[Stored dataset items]
--
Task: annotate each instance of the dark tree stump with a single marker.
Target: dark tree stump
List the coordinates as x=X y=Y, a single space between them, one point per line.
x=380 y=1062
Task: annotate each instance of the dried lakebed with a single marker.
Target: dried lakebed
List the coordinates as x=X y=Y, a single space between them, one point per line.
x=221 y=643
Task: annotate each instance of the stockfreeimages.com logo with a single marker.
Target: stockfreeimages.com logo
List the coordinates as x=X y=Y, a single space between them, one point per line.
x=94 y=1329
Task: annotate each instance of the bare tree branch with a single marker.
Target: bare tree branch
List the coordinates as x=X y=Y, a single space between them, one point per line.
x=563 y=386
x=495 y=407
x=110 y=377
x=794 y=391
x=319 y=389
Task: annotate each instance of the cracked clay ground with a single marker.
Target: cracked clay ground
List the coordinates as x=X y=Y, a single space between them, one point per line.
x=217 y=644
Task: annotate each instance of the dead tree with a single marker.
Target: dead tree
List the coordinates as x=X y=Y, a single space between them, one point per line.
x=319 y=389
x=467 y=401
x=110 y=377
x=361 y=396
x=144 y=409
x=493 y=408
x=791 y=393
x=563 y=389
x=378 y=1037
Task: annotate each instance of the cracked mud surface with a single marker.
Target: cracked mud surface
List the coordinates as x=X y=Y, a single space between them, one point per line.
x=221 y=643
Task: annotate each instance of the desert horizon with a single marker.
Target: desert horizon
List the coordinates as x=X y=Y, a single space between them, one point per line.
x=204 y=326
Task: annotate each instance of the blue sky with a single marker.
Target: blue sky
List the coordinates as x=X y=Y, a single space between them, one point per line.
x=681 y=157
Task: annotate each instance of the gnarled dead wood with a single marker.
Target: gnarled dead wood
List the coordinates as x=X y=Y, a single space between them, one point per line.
--
- _EXERCISE GOAL_:
Repeat all of the material above word for word, line by line.

- _FULL ANSWER_:
Task: annotate each instance of the dark tree stump with a single marker.
Target: dark tree stump
List the coordinates as x=X y=Y, a single space between them, one point per line.
x=380 y=1062
Task: annotate each instance of the dried lakebed with a single marker.
Target: dried lakebed
List the coordinates as x=X y=Y, a single space between them, one point per line.
x=221 y=643
Task: annotate each instance of the stockfreeimages.com logo with a single marker.
Target: stockfreeimages.com logo
List the coordinates as x=X y=Y, a single space between them, one point per line.
x=94 y=1329
Task: annotate each instance of the bare tree branch with a single marker.
Target: bare tree branch
List the coordinates as x=X y=Y, a single space between them, one point per line.
x=563 y=386
x=495 y=407
x=110 y=377
x=794 y=391
x=319 y=389
Task: annotate each instance of the cracked clay ground with a single marker.
Target: cracked clay ground
List the coordinates as x=X y=Y, a single space between them, one point per line.
x=217 y=644
Task: annotate each instance of the dead tree with a single marker.
Target: dead tree
List the coordinates as x=X y=Y, a single space between them, one point per line.
x=319 y=389
x=467 y=401
x=110 y=377
x=361 y=396
x=144 y=409
x=493 y=408
x=791 y=393
x=563 y=389
x=378 y=1037
Task: annotate each instance of the cracked mud surface with a single marker.
Target: cracked mud surface
List the coordinates as x=X y=Y, a single space between them, one point per line.
x=221 y=643
Task: annotate each instance of the desert horizon with a single marker.
Target: desert horizon
List the coordinates as x=X y=Y, a single space between them, one point per line.
x=204 y=326
Task: annotate each instance of the blue sky with a single marker.
Target: blue sky
List the coordinates as x=X y=Y, a single space between them, one point per line.
x=681 y=157
Task: annotate each instance of the gnarled dead wood with a single marker.
Target: gnarled dead wood
List the coordinates as x=X y=Y, a single space between them, one point per line.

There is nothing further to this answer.